[MATERIAL FOR THE TASK start]

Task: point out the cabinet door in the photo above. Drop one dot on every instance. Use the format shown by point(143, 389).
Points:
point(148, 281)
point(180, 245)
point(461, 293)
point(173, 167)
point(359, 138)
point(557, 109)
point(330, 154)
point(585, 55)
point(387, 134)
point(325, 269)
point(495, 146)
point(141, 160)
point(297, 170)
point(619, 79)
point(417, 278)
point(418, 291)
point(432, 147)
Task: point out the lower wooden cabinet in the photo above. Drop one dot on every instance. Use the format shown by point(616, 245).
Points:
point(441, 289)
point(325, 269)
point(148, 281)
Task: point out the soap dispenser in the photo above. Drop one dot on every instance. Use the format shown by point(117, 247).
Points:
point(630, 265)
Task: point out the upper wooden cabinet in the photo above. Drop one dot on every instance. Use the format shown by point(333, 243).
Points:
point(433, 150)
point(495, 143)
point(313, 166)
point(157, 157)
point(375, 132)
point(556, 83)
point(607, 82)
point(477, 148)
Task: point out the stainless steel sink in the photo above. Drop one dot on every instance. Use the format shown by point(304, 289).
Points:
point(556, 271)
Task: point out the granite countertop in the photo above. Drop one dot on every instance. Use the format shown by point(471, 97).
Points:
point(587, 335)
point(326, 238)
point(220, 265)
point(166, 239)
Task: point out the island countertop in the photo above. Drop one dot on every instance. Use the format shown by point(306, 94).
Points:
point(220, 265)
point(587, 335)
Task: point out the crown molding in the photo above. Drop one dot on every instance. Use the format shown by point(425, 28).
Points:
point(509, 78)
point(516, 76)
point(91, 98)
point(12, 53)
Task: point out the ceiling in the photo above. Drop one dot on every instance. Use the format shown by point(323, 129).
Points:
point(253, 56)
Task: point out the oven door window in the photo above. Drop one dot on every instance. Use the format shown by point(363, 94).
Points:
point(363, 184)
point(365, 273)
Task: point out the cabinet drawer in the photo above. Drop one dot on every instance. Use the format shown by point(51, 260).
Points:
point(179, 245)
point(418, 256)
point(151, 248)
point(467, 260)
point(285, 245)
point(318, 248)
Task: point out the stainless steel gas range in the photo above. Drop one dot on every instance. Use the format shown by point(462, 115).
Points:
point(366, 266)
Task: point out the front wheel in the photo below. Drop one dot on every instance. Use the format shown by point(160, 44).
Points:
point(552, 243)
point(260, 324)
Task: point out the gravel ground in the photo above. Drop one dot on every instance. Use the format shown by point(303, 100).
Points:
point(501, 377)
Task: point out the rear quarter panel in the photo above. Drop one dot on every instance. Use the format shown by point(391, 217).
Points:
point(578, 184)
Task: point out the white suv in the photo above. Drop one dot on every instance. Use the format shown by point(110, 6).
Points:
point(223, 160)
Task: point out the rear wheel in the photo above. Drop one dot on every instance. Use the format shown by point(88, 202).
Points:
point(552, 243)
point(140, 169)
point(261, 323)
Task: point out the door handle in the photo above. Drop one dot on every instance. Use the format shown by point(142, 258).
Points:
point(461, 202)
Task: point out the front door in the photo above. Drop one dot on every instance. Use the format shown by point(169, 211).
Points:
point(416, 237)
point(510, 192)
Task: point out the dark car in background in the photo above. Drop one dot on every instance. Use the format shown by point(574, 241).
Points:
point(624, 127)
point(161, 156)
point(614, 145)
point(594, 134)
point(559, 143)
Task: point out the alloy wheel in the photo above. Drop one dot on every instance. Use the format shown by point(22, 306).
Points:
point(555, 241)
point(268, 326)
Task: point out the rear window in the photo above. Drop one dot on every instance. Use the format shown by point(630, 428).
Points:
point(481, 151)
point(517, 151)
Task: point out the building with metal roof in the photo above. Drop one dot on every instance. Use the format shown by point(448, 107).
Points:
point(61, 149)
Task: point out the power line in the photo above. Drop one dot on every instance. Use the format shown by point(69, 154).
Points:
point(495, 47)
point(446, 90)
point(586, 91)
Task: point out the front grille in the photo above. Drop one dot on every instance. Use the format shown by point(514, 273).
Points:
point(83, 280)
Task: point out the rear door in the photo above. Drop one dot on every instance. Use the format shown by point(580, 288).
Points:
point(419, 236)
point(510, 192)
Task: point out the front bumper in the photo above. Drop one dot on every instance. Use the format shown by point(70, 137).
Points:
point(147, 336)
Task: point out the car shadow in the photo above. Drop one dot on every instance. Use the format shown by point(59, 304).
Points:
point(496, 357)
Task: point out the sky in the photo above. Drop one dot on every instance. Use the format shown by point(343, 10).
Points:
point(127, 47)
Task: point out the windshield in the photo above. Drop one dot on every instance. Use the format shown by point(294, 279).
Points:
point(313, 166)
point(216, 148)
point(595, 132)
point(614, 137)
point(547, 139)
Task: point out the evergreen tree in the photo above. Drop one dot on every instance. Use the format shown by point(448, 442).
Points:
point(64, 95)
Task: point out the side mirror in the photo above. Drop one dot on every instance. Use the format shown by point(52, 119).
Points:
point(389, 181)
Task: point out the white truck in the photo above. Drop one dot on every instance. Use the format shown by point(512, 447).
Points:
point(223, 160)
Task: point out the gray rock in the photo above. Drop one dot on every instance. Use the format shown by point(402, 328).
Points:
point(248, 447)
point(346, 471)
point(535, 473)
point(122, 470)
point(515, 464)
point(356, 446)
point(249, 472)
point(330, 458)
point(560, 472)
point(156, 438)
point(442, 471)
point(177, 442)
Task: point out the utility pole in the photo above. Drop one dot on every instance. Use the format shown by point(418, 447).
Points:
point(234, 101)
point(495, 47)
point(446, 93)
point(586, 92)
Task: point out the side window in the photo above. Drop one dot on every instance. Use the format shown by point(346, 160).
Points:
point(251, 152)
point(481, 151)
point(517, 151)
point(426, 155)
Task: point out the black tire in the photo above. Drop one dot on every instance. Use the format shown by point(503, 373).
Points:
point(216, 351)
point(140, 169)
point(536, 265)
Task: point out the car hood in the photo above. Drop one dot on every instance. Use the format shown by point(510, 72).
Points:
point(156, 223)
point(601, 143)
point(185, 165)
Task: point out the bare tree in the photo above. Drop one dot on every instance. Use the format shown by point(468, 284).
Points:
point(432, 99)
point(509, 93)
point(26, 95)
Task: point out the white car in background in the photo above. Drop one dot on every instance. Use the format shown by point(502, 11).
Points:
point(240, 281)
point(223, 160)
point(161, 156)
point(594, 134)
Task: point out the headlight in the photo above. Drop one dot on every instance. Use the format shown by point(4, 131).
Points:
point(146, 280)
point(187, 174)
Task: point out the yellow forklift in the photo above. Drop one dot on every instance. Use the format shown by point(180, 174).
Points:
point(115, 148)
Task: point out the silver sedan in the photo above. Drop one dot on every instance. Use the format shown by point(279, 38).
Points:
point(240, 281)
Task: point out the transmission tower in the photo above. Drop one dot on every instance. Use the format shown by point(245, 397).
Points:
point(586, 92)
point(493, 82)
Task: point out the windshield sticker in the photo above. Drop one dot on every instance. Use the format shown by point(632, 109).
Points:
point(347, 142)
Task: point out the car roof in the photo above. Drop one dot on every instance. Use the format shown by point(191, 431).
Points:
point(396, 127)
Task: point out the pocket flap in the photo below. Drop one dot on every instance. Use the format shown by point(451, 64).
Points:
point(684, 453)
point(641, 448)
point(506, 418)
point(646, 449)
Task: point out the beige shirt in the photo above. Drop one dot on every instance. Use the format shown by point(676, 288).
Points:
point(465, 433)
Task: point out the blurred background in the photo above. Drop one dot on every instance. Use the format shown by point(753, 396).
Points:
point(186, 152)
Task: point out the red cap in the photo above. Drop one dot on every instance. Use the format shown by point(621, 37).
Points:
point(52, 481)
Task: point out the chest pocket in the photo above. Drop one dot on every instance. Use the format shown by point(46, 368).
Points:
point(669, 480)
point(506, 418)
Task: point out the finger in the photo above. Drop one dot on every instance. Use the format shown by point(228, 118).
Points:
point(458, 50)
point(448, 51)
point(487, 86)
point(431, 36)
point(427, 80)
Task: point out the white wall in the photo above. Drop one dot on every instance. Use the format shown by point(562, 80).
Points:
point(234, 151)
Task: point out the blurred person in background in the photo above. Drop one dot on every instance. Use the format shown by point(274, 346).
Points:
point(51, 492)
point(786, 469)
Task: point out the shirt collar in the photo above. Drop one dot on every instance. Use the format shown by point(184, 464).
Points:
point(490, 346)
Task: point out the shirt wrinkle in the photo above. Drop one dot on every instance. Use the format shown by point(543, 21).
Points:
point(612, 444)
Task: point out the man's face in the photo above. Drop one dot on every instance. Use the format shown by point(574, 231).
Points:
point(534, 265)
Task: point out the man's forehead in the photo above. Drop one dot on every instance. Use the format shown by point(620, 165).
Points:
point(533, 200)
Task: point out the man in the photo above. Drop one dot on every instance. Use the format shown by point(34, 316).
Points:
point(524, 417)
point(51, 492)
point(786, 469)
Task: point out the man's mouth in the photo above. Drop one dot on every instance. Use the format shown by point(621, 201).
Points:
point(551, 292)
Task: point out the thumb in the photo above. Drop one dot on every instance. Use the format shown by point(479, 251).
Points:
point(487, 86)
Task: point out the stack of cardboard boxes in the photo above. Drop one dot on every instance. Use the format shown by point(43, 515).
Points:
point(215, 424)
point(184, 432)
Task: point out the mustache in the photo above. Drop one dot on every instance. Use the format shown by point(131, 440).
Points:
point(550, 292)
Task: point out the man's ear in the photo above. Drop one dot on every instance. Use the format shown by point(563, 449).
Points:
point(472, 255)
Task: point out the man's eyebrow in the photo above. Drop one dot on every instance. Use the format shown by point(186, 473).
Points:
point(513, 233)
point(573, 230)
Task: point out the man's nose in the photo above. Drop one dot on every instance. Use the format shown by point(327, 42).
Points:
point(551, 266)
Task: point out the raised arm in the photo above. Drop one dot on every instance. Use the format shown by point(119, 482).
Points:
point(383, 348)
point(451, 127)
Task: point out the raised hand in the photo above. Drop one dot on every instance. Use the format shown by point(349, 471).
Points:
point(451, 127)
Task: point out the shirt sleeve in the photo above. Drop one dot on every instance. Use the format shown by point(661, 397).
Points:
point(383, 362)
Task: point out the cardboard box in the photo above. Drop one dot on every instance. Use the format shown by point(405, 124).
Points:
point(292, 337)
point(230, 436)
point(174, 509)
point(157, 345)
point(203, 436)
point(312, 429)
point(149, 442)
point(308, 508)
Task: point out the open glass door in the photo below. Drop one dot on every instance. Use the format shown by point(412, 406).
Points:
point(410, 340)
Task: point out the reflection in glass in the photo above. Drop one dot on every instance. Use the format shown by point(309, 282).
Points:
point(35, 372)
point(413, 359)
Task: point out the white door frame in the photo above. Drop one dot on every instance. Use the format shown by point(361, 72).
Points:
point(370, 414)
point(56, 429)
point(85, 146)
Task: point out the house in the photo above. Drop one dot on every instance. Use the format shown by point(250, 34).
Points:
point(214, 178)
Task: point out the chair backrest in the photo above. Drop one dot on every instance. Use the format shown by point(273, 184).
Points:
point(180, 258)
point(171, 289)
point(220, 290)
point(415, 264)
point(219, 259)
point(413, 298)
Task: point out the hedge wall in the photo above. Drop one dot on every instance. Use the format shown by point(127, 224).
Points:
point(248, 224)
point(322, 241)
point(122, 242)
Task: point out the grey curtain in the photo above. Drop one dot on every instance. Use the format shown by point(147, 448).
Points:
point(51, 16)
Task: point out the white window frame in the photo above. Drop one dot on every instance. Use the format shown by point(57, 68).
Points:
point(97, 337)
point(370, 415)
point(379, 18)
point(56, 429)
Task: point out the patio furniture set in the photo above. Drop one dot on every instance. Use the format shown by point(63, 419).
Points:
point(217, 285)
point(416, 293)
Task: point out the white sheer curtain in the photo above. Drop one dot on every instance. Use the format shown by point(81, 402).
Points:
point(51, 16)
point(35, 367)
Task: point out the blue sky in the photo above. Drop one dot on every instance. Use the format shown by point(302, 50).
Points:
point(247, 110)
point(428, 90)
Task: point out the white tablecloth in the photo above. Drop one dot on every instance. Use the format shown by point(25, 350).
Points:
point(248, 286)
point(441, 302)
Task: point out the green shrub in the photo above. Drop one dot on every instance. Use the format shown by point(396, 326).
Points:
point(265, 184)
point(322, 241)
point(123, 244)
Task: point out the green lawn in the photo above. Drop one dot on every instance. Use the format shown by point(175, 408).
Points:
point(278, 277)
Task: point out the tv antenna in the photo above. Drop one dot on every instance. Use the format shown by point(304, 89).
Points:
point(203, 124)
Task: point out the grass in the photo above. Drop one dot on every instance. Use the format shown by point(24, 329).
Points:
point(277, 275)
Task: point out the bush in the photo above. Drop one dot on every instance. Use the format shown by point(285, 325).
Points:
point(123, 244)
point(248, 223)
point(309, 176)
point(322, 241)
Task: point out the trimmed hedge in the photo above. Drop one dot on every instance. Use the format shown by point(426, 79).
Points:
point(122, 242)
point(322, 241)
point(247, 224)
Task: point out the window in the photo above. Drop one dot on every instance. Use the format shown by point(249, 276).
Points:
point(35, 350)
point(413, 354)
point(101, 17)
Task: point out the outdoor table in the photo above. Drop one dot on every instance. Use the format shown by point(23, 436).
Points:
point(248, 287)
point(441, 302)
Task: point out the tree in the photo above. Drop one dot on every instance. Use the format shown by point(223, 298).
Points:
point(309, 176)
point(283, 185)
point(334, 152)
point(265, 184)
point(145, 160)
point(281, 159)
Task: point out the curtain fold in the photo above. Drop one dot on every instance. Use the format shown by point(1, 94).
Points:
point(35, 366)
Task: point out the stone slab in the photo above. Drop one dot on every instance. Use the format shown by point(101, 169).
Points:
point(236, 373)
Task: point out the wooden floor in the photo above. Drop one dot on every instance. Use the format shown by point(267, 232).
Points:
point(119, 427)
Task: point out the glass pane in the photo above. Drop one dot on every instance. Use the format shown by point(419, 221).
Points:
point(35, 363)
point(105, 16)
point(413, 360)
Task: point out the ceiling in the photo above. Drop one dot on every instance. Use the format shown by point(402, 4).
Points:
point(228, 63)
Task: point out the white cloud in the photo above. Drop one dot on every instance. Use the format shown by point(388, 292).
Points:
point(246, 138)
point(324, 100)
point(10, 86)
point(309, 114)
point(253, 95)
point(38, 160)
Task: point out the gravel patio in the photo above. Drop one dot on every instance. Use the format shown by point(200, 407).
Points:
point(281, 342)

[MATERIAL FOR THE TASK end]

:: TASK ::
Copy out word for word the part of the records above that opens with the line containing "Task: point out the man's mouth" and closes with the line containing "point(573, 230)", including both of those lines.

:: SOLUTION TO THE EXERCISE ::
Task: point out the man's mouth in the photo above. Drop one dot on every instance. Use the format shown by point(621, 201).
Points:
point(551, 292)
Task: point out the thumb in the photo above. Drop one dot on every instance. Use the format shown by point(479, 251).
Points:
point(487, 86)
Task: point out the stack of cardboard boxes in the photo above. Drop one dot on every instance. Use the format shown by point(43, 515).
Points:
point(215, 424)
point(184, 432)
Task: point out the mustache in the photo above. Drop one dot on every instance. Use the format shown by point(131, 440).
Points:
point(550, 292)
Task: point out the man's ear in the photo above. Drop one dot on every instance. Use the format shown by point(563, 449).
Points:
point(472, 255)
Task: point out the man's eyebrow in the photo above. Drop one dot on every instance. Use the format shown by point(186, 473).
Points:
point(513, 233)
point(573, 230)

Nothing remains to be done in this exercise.